SELECTED EXCERPT |
- Based on: Speed Racer by Tatsuo Yoshida
- Developed by: David Wise
- Directed by: Bill Wolf
- Voices of: Michael Gough; Thom Pinto; Susan Blu; Jeannie Elias; Tony Pope; Jim Cummings;
- Music by: Dennis C. Brown; Maxine Sellers; Larry Brown;
- Country of origin: United States
- Original language: English
- No. of seasons: 1
- No. of episodes: 13

Production
- Executive producer: Fred Wolf
- Producer: Michael Algar
- Production companies: Speed Racer Enterprises; Fred Wolf Films;

Original release
- Network: First-run syndication
- Release: September 18 – December 11, 1993

= The New Adventures of Speed Racer =

The New Adventures of Speed Racer is a 1993 update of the Speed Racer animated series. This new Americanized version was designed as a single 13-episode season (the first episode was entitled "The Mach 5's First Trial"), with the intent of launching a feature film adaptation.

Issues with Warner Bros. having the live action rights (which resulted in the 2008 release) forestalled negotiations and investments for the film and the series ended accordingly, though it did provide a massive merchandising reboot for the intellectual property, which found a resurgence thanks to a major toy line. The series concept was born out of a pitch from Pangea to then property-owners, John and James Rocknowski of Speed Racer Enterprises, Inc. Fred Wolf of Fred Wolf Films, had also pitched the notion of rebooting the franchise. PANGEA, having worked developmentally with Playmates Toys in association with Fred Wolf Films on the Teenage Mutant Ninja Turtles, worked with Speed Racer Enterprises on the series development, including the merchandising, which included a toy line from Ace Novelty Toys, comic books by NOW Comics, and novelties by NJ Croce. The series also proved to be popular with the Russian audience. A new theme song was written.

INFORMATION |
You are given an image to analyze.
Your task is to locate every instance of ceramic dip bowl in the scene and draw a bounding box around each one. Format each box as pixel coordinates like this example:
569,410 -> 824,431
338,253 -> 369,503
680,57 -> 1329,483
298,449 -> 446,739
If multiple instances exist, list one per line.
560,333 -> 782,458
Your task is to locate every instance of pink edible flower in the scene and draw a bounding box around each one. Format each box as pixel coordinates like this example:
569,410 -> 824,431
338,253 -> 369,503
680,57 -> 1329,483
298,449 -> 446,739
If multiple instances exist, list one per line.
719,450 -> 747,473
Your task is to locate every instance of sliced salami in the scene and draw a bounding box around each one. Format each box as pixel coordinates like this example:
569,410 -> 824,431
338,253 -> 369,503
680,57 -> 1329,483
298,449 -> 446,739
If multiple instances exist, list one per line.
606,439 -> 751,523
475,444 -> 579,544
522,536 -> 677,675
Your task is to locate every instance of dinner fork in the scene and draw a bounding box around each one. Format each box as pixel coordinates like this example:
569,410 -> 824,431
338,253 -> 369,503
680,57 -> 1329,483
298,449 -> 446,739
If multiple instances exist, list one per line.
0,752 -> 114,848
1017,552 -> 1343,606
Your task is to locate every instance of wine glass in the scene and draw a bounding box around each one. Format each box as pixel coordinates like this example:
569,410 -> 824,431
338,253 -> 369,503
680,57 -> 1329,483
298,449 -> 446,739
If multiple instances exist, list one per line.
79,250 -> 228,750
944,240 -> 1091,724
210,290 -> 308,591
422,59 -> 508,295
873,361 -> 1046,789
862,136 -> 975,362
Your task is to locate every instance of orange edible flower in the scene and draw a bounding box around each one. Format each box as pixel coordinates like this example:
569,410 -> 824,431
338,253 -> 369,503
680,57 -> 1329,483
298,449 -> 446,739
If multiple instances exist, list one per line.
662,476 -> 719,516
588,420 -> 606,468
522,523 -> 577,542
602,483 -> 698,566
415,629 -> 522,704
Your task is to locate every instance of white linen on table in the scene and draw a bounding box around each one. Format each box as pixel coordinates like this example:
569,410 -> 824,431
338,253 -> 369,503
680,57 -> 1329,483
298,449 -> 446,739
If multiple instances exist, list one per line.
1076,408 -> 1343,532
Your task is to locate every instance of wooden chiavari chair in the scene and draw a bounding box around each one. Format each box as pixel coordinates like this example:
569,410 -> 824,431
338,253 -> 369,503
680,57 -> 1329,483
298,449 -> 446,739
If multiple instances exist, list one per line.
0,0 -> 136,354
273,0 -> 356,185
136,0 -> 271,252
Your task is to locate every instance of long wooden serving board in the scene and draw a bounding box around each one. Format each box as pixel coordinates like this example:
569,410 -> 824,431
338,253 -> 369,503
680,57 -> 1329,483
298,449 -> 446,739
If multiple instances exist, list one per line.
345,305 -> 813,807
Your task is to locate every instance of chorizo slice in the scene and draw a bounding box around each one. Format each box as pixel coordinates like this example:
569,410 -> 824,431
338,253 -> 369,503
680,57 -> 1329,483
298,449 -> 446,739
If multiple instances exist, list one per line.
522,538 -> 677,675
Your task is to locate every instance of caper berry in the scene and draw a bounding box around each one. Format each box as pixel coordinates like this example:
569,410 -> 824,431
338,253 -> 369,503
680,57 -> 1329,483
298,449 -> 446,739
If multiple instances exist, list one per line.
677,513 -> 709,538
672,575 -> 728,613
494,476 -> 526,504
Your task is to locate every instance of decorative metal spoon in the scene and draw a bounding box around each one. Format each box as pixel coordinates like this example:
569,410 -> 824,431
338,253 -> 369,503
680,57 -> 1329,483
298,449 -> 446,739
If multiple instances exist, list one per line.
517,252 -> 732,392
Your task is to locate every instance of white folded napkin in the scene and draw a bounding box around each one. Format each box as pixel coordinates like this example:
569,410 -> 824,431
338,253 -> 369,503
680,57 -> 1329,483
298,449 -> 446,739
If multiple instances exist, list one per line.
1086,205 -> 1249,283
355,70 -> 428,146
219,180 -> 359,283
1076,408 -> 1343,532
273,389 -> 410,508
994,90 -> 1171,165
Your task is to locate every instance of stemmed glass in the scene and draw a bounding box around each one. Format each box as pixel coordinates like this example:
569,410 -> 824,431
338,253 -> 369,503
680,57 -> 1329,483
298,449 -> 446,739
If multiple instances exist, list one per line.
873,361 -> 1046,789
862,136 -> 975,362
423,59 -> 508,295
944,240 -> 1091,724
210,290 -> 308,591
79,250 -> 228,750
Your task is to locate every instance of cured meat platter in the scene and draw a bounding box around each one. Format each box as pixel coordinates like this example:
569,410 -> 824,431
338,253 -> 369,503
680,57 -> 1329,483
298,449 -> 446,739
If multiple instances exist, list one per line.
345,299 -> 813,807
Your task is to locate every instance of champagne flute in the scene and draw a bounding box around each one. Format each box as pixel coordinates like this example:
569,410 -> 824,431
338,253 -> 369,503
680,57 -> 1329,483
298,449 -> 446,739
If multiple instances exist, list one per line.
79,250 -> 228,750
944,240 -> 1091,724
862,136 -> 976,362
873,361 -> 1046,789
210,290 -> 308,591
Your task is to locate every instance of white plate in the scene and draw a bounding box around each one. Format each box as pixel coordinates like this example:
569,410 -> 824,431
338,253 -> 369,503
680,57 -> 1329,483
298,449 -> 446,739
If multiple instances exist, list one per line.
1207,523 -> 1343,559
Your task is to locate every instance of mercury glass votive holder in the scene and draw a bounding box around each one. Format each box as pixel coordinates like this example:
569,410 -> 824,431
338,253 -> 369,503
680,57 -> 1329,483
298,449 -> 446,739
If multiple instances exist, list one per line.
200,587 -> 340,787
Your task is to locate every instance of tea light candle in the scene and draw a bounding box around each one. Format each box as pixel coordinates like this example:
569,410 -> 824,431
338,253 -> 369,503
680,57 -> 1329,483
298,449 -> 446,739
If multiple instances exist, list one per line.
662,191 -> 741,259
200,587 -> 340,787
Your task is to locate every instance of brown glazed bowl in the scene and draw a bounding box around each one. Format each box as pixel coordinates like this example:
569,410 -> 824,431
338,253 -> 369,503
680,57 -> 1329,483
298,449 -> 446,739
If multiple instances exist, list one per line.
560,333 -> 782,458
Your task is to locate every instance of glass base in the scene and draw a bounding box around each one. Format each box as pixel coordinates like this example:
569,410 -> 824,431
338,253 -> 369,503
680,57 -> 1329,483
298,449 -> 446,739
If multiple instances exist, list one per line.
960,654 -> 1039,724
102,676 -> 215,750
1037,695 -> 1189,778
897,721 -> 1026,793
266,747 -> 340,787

WORK TO BE COMPLETED |
Proceed with the article on The New Adventures of Speed Racer, starting after its last sentence. The items are separate from the article on The New Adventures of Speed Racer.

OUTPUT FOR THIS EXERCISE |
The "New Adventures" part of the title comes from official documents used for TV listings. The show itself is referred to onscreen as simply "Speed Racer". Coincidentally, Speed Racer X is known in Brazil as "As Novas Aventuras de Speed Racer", which literally translates into "The New Adventures of Speed Racer".

==Cast==
- Michael Gough as Speed Racer, Foreman
- Thom Pinto as Sparky, Racer X
- Susan Blu as Sprytle
- Jeannie Elias as Trixie, Chim-Chim
- Tony Pope as Pops Racer
- Jim Cummings as Caligula P. Barnum

==Episodes==

| No. | Title | Written by | Original release date |
| 1 | "The Mach-5's First Trial" | David Wise | September 18, 1993 |
When Speed takes the brand new Mach 5 out for a joyride he crashes it and it gets stolen by Dr. Norbius.
| 2 | "The Pleasantville Terror" | David Wise | September 25, 1993 |
While transporting a new superfuel, Speed and the others find themselves in the strange town of Pleasantville.
| 3 | "The Race Against X" | David Wise | October 2, 1993 |
Speed enters the Trans-Europa 9000 and competes against Racer X, who is wrecking other cars.
| 4 | "B.O.S.S." | David Wise | October 9, 1993 |
With Pops away at a conference, Mach Research's main computer goes down and is replaced with the B.O.S.S.
| 5 | "Creature From the Sombra Lagoon" | David Wise | October 16, 1993 |
Speed searches for a missing doctor in the Amazon Jungle.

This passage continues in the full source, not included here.